(Passage)

Statistical analyses
To estimate the effect of the treatments (glyphosate exposure, predictor variable) on histopathological lesions, area occupied by each pigment (melanin, hemosiderin, and lipofuscin) and on the presence of MNs and others nuclear abnormalities (response variables), a one-way analysis of variance (ANOVA) with Tukey test was performed (Zar 2010). Data were visually inspected for checking the assumptions of homogeneity of variance and normality. Then, data were log transformed to meet assumptions. The relationship between area occupied by each pigment, presence of MNs, and others nuclear abnormalities with glyphosate concentrations were evaluated by simple linear regression and correlation analyses. Tests of significance of the regression and correlation coefficients were performed following Zar (2010). Analyses were performed using the R software v. 2.11.1 (R Core Team 2010).
Results
Liver histopathological analyses
In normal condition, liver tissue presents hepatocytes in cordons surrounded by sinusoids, and melanomacrophages (Fig. 1, S1). Histopathological lesions were observed in the largest concentration of glyphosate used (GLY 10,000 μg g−1). In the highest GLY concentration were observed increased of vascularization (e.g., hypervascularization) and vacuolization of hepatocyte cytoplasm (p < 0.001; Fig. 1). In lower concentrations of GLY (e.g., GLY 100 μg g−1 and GLY 1000 μg g−1) histopathological lesions were detected in low frequencies but these are not significant with respect to control (p > 0.05).
Histological sections of liver of Leptodactylus latinasus showing normal tissue of control group (Cont) and histopathological alterations in animals treated with glyphosate in high concentration (GLY10000 μg g−1). After GLY exposure is observed, hypervascularization (asterisk) and vacuolization of hepatocyte cytoplasm (v). Staining = hematoxylin-eosin. Bars = 25 μm
Pigment composition in melanomacrophages
MMCs were located between the hepatocyte cordons, close to sinusoids. MMCs are large and rounded cells with melanin granules in their cytoplasm (Fig. 2). The amount of melanin, hemosiderin, and lipofuscin are distinct into MMCs (p < 0.001, Fig. 2). Melanin was significantly higher (5045 μm2) in the MMCs of L. latinasus, followed by hemosiderin (3038 μm2) and lipofuscin with lowest amount into MMCs (2392 μm2).
Histological sections of liver of Leptodactylus latinasus showing melanomacrophages (asterisk) located between hepatocytes (H), associated with hepatic sinusoids (S). Melanomacrophages posses rounded shape (asterisk) and besides melanin (asterisk), posses hemosiderin (arrow) and lipofuscin (arrowhead). Left panel show control group (Cont) and right panel show animals treated with 100 μg g−1 (GLY100 μg g−1). In animals treated, an increase of melanin and lipofuscin and decrease of hemosiderin is observed. Staining = hematoxylin-eosin (a–c), Ferrocyanide acid solution (d–f), Schmorl’s solution (g–i). Bars a, c, d, f, g, i = 25 μm. b, e, h = 5 μm
Pigment quantification in MMCs after GLY exposure
The one-way ANOVA test showed high statistically significant increment (p < 0.001) in the MMCs melanin area of L. latinasus exposed to the 100, 1000, and 10,000 μg g−1 GLY treatments (Fig. 3). Conversely, one-way ANOVA test showed high statistically significant decreased hemosiderin treated with 100, 1000, and 10,000 μg g−1 GLY in the MMCs of L. latinasus (p < 0.05). Furthermore, the MMCs lipofuscin area increased significantly (p < 0.001) in L. latinasus while in 100 μg g−1 GLY treatment (Fig. 3). Therefore, melanin, hemosiderin, and lipofuscin are responsive to 100 μg g−1 GLY treatments.

(Source material)
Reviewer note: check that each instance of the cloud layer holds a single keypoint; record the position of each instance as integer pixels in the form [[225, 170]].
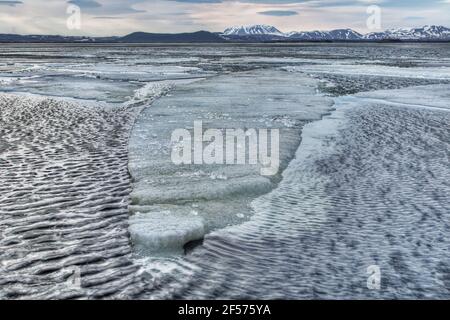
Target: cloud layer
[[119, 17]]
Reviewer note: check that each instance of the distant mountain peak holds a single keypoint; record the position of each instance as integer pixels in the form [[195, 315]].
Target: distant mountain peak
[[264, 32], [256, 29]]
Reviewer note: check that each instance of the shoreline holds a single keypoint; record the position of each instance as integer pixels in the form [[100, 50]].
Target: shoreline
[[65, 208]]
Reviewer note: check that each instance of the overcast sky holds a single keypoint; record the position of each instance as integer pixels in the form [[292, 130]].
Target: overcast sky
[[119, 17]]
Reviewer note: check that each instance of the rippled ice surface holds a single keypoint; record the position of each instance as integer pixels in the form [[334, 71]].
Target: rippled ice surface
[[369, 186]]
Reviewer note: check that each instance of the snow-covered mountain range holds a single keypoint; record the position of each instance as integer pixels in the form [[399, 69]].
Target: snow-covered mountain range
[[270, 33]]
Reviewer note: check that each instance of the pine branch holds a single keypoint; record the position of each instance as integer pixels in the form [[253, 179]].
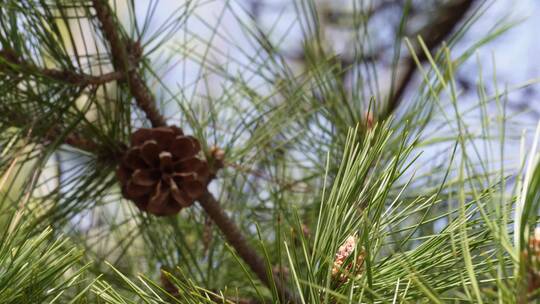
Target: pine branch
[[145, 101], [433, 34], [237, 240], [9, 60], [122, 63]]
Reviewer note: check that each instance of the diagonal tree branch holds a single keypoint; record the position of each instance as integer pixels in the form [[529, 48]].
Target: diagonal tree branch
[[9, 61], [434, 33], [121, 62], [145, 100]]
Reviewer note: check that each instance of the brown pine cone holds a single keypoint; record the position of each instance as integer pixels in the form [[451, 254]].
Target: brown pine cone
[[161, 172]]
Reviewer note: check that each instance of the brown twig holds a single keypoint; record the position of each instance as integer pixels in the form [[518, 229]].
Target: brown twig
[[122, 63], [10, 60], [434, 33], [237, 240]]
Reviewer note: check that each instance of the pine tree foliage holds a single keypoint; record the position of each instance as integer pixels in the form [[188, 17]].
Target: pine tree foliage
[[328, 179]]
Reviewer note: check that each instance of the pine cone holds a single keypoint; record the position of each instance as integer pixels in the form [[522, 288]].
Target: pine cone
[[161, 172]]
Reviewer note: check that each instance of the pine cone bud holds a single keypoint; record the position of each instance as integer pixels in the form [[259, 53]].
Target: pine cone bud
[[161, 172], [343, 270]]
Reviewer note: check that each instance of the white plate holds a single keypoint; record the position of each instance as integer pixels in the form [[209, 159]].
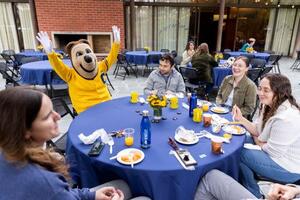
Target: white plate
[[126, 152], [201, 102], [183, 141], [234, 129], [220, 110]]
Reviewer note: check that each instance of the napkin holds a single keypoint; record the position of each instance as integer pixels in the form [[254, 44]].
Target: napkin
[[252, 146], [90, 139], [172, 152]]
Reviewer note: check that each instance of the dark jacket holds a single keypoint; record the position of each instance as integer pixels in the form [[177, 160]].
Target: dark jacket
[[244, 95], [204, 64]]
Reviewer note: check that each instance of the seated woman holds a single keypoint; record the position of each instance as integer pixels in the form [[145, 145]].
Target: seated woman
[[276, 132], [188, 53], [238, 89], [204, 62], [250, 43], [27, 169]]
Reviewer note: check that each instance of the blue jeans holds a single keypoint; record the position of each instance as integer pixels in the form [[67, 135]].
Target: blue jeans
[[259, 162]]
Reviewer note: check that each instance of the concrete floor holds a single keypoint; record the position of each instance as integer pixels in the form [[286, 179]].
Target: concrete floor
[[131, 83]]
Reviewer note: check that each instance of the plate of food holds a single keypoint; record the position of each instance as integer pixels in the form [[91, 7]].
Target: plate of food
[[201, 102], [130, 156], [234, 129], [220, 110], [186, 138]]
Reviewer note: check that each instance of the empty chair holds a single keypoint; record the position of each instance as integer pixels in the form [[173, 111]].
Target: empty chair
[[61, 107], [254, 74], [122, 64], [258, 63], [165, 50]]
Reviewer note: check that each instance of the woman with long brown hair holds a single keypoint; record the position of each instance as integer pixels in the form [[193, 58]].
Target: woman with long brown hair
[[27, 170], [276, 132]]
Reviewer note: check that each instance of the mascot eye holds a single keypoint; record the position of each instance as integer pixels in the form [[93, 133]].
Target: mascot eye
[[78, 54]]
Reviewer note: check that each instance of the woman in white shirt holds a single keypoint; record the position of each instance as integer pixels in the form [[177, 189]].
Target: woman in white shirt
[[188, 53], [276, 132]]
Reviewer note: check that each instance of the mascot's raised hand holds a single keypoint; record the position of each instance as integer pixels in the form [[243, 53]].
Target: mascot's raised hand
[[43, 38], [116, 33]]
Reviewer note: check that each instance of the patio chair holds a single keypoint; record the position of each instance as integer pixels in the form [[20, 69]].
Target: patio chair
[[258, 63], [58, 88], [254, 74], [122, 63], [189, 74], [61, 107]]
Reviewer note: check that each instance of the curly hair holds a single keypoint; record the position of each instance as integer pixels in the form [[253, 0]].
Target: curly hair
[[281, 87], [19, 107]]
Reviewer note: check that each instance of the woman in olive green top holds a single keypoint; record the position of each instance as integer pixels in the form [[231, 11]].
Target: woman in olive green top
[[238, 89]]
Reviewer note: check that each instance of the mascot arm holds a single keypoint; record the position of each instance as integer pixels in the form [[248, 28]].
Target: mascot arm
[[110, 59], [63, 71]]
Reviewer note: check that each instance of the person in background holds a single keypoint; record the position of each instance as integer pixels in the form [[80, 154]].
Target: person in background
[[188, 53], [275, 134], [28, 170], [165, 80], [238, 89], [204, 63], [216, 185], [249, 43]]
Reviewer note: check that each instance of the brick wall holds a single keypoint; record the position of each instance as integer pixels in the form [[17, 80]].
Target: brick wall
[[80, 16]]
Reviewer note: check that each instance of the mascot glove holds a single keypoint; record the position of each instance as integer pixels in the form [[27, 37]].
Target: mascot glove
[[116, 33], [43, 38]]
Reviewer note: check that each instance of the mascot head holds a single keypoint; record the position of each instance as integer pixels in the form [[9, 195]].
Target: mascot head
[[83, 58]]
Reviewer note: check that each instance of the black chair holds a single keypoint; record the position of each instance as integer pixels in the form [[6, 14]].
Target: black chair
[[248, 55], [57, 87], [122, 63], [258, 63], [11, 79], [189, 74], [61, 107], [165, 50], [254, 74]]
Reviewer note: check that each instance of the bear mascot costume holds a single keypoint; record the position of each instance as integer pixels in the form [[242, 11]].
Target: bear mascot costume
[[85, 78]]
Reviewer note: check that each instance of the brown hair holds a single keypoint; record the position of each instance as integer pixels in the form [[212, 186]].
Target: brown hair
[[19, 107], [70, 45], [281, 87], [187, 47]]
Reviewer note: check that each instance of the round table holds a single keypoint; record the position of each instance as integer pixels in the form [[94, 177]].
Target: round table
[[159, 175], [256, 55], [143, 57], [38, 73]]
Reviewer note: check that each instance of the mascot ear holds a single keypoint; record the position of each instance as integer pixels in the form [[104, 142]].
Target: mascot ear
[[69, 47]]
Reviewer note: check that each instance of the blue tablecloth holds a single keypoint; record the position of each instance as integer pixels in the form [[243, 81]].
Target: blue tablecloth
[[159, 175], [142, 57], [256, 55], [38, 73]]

==

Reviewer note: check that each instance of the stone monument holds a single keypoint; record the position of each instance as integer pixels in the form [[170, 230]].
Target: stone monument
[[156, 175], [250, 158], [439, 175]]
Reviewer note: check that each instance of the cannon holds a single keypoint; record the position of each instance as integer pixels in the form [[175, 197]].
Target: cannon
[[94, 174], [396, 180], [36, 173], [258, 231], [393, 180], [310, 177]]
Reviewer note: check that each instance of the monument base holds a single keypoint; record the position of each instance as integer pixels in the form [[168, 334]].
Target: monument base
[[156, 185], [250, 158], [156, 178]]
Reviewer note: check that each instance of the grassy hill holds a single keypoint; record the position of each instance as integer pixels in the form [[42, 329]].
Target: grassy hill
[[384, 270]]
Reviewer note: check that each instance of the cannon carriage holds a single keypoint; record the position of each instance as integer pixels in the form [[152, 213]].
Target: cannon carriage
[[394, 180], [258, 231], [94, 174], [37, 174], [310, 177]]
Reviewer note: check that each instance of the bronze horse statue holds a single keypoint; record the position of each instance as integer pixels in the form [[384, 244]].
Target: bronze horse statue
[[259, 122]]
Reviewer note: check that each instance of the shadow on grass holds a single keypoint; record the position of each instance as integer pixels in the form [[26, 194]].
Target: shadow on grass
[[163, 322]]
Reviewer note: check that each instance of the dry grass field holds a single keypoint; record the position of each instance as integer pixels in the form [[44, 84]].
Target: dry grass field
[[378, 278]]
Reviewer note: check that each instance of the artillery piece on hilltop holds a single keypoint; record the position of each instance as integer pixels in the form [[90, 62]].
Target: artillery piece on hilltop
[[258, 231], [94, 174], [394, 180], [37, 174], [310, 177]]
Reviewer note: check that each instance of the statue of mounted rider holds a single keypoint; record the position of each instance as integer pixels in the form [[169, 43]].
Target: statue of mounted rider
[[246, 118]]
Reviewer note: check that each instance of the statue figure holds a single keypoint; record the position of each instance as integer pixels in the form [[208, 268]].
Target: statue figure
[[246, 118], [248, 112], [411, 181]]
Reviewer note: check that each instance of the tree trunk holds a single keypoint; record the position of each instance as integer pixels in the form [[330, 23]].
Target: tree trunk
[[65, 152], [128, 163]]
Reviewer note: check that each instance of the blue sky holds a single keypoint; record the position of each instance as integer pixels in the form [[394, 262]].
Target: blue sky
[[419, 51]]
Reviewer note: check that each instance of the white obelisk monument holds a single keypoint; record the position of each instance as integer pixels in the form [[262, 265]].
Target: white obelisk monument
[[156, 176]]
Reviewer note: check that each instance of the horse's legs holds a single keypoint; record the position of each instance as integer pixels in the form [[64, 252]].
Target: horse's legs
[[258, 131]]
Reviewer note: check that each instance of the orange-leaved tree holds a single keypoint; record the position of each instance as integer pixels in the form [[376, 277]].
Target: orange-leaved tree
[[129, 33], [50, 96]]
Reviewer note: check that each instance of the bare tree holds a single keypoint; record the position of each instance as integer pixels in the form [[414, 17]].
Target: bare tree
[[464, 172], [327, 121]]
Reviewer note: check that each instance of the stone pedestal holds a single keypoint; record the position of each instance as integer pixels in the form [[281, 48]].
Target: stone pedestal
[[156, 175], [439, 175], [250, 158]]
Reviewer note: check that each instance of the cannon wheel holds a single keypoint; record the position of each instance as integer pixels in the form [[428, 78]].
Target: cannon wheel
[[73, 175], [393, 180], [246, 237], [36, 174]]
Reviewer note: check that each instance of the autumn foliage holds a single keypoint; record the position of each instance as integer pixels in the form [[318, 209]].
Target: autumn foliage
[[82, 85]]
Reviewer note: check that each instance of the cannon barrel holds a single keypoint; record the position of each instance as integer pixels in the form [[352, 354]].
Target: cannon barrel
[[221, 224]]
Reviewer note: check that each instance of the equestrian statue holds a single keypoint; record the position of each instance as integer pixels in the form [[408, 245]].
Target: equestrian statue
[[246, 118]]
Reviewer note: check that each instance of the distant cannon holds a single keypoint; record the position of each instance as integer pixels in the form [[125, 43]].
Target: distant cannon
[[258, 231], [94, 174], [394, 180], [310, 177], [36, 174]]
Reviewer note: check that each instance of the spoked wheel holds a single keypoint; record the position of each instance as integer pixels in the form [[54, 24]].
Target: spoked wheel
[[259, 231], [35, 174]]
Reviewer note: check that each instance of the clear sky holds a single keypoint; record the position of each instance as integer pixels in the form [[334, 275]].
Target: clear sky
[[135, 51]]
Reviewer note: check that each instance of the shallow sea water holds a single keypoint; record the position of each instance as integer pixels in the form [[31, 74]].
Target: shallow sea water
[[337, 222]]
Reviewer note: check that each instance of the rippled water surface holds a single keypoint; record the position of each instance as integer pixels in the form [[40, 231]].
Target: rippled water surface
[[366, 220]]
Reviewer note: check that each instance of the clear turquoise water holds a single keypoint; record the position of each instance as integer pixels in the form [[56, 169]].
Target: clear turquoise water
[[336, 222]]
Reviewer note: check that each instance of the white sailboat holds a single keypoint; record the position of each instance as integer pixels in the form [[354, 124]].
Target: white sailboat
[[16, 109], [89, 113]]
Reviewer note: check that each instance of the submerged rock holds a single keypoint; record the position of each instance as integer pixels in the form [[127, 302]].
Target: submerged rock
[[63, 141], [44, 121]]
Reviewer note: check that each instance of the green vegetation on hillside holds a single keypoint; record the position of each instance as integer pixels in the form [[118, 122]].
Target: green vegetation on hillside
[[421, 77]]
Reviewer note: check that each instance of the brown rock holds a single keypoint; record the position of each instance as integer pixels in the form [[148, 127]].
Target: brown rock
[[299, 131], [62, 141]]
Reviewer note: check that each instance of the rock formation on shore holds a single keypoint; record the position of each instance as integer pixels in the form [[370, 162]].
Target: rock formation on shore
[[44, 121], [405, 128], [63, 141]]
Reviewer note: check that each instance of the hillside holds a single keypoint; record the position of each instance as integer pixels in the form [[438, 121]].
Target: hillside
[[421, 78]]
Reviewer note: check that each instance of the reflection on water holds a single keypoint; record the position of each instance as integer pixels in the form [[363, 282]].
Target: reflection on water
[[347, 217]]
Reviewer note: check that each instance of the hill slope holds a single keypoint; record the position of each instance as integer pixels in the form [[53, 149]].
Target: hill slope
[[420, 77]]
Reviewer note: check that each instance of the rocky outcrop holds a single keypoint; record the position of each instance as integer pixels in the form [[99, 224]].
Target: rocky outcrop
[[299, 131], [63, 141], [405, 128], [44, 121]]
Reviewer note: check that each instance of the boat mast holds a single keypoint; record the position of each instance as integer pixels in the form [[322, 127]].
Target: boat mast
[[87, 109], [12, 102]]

(Tasks and exercises)
#1 Answer from the glyphosate passage:
(a) Which software version was used for the analyses?
(b) At which glyphosate concentration were histopathological lesions observed?
(c) Which pigment had the lowest amount in the melanomacrophages, and what was its area?
#2 List every staining method or solution named in the glyphosate passage.
#3 Carry on the glyphosate passage from where it stops, keeping its style.
The rows above come from a different source than the passage.

(Set of answers)
#1
(a) R software v. 2.11.1.
(b) 10,000 μg g−1 (GLY 10,000 μg g−1), the largest concentration used.
(c) Lipofuscin, with 2392 μm2.

#2
Hematoxylin-eosin
Ferrocyanide acid solution
Schmorl's solution

#3
Differences in pigmented areas of melanin, hemosiderin, and lipofuscin into melanomacrophages of Leptodactylus latinasus. Cont control group; GLY 100, 1000, and 10,000 μg g −. animals administered 100, 1000, and 10,000 μg g−1 of pure glyphosate, and analyzed after 48 h. N = 5 per treatment. Asterisk show statistical differences between the experimental concentration and the control group for the same substance.*p < 0.05; **p < 0.001
Relationship between pigments in MMCs and GLY exposure
A regression and correlation analysis showed a significant concentration-dependent increase between melanin on MMCs following treatment with GLY (r = 0.37, p < 0.0001). On the other hand, it showed no relationship between GLY concentration and the area occupied by hemosiderin and lipofuscin in MMCs on liver of L. latinasus (p > 0.05), after 48 h of exposure.
When comparing three substances in the same experimental condition, we observed a positive correlation (p < 0.05) between area of melanin and lipofuscin in GLY 100 μg g−1 where both substances increased (Fig. 3). In addition, melanin and hemosiderin posses an inverse correlation in GLY 1000 μg g−1 (p < 0.05), and catabolic substances (e.g., hemosiderin and lipofuscin) show inverse correlation in GLY 100 μg g−1 (p < 0.05), when hemosiderin decreases while melanin and lipofuscin increases (Fig. 3).
Micronuclei and other erythrocytic nuclear abnormalities
One-way ANOVA results showed a significant increase of MNs in L. latinasus exposed to glyphosate (p < 0.01). Particularly, the increase occurs in frogs exposed to 100 μg g−1 GLY (p < 0.05; Table 1). Furthermore, analysis EPs also shows a significant increase (p < 0.01) at 10,000 μg g−1 GLY (Table 1). No correlation was observed between the micronuclei and GLY concentrations (p > 0.05).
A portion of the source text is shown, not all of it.